## Extracted text
Recently I made a Custom Element that extends Template, so other 
apps/elements may treat it as native one. As for now it serves well.
I am not sure if this should be considered as good practice, but for me it 
look quite nice from semantics point of view to use Link as well, if the 
component also specifies some kind of relationship between resources.

Anyway, we could imagine components that have nothing to do with native 
ones, but still should not be considered as presentable.
Therefore it would be nice to have a unified, standard way to define, and 
determine it.

W dniu czwartek, 12 czerwca 2014 14:54:16 UTC+2 użytkownik Marcin 
Warpechowski napisał:
>
> It all started when I wanted to write some non-presentable Custom Elements 
> be able to find them in DOM using some generic rule. 
>
> Polymer has plenty of such elements: <polymer-ajax>, etc. Polymer demos 
> have them as well: Polymer/TodoMVC has <td-model> for example.
>
> Even HTML has elements that are not presentable: SCRIPT, STYLE, LINK, 
> BASE, META, etc - and recently TEMPLATE.

## What the task asks
In the post about non-presentable Custom Elements, which element does the TodoMVC demo of Polymer use?

## Provided information
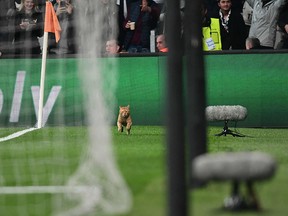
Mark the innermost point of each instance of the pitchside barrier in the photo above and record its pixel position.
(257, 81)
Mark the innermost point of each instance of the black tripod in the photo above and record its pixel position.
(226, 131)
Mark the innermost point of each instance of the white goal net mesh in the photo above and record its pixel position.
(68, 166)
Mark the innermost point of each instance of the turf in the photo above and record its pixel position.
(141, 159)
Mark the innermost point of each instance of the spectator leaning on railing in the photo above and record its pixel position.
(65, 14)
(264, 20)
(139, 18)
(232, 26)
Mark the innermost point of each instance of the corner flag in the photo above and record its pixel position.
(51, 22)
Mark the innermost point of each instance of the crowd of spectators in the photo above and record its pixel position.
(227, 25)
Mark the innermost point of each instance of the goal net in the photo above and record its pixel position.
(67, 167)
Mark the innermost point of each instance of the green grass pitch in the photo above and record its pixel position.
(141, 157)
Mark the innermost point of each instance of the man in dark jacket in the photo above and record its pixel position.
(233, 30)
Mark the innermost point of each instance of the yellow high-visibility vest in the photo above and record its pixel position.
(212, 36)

--

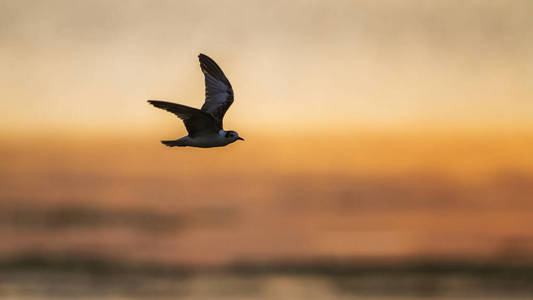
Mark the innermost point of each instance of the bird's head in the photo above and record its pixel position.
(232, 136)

## The response
<td-model>